Task requirements ->
Transcribe all of the records precisely as they are presented.

Excerpts of pointing data:
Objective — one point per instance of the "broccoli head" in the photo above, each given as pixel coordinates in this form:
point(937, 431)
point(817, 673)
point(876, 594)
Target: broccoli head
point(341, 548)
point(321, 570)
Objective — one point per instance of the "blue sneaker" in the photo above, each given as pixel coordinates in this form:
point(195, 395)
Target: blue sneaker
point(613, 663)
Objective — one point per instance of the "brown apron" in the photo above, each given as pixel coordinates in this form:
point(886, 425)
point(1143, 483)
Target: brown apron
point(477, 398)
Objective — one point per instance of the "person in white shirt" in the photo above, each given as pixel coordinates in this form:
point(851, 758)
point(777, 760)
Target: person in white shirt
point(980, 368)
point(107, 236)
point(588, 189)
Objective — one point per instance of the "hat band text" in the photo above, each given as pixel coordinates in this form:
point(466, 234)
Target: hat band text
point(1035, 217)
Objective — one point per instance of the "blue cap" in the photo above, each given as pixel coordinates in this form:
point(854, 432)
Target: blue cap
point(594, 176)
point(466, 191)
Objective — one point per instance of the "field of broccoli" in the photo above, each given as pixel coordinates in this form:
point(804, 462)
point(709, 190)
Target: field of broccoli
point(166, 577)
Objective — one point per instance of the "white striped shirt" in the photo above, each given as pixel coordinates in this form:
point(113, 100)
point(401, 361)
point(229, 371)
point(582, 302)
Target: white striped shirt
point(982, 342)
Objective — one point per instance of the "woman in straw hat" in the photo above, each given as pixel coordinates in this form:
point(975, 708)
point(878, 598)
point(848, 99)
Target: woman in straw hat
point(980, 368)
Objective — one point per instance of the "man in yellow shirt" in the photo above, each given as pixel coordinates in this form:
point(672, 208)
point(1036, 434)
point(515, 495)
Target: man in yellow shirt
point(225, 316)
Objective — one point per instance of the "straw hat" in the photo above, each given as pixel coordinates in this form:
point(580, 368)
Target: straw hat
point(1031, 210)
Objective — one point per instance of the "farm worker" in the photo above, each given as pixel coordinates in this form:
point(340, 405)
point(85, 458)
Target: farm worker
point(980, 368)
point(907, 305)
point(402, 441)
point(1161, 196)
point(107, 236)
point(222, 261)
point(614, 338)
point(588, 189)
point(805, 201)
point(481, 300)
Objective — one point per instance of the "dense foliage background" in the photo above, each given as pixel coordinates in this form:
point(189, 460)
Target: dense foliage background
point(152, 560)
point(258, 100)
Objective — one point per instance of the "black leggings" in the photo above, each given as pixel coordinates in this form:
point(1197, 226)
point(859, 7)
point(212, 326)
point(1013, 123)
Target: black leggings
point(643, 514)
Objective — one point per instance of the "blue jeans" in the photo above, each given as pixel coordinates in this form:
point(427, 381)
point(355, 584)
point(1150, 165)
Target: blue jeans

Full response ->
Objective — one point per instance of the "broccoli head" in the photo above, each given as pixel coordinates in this form:
point(937, 431)
point(817, 673)
point(876, 594)
Target: broccoli head
point(341, 548)
point(321, 570)
Objective — one point per instance of the "blue sneaker" in the photo above, each given as pixel coordinates in this form:
point(195, 395)
Target: blue sneaker
point(613, 663)
Objective — one point per instance of the "brown apron" in the photo above, each given as pixel coordinates in this form:
point(886, 425)
point(1143, 483)
Target: brown apron
point(477, 398)
Objective — one point per instance of the "person in white shirt" in the photo above, each given as pixel coordinates in this form:
point(851, 758)
point(777, 760)
Target: person in white shirt
point(980, 368)
point(107, 236)
point(588, 189)
Objective — one point per instance of the "hat band text" in the photo above, each given as pixel coordinates in this form:
point(466, 234)
Target: hat band text
point(1035, 217)
Objective — one point per instance of the "blue cap" in the photo above, each given as pixel coordinates in this form:
point(854, 432)
Target: blue cap
point(594, 176)
point(466, 191)
Objective — one point per instance of the "field of broccoli" in the photo above, each given as pixel coordinates in this form:
point(804, 462)
point(709, 190)
Target: field of broccoli
point(166, 577)
Objective — one point per instance of the "white striped shirt" in the photo above, each given as pixel coordinates in this form:
point(113, 100)
point(401, 361)
point(229, 371)
point(582, 302)
Target: white striped shirt
point(982, 342)
Objective — one point per instance of the "woman in straw hat" in the photo above, each given as pixel coordinates in this form:
point(975, 708)
point(878, 598)
point(848, 99)
Target: woman in straw hat
point(980, 368)
Objective — one point per instance of the "man in yellow shirt" in the photo above, each given as pixel coordinates in this form:
point(672, 208)
point(1036, 434)
point(515, 495)
Target: man in yellow shirt
point(225, 316)
Objective — one point per instance of the "straw hat" in the photo above, each given as pixel coordinates in this form:
point(580, 368)
Target: straw hat
point(1031, 210)
Objective — one point per instance of the "farm worker" in the photo above, each given as pixel coordinates in this form:
point(340, 405)
point(85, 458)
Target: farm worker
point(980, 368)
point(907, 305)
point(402, 441)
point(1161, 196)
point(107, 236)
point(222, 261)
point(614, 338)
point(588, 189)
point(805, 201)
point(481, 300)
Objective — one point per instance of the "dense foliage background" in the photo above, each given as pixel coordinates in this form:
point(189, 460)
Target: dense foliage background
point(152, 560)
point(258, 100)
Objective — one point per instance of the "black leggings" in the photo above, each given as pixel coordinates in this form:
point(1197, 226)
point(859, 7)
point(212, 326)
point(1013, 123)
Target: black leggings
point(643, 514)
Objective — one point per instance of the "blue jeans" in the photo above, each given as pixel coordinates in this form:
point(427, 381)
point(355, 584)
point(1150, 165)
Target: blue jeans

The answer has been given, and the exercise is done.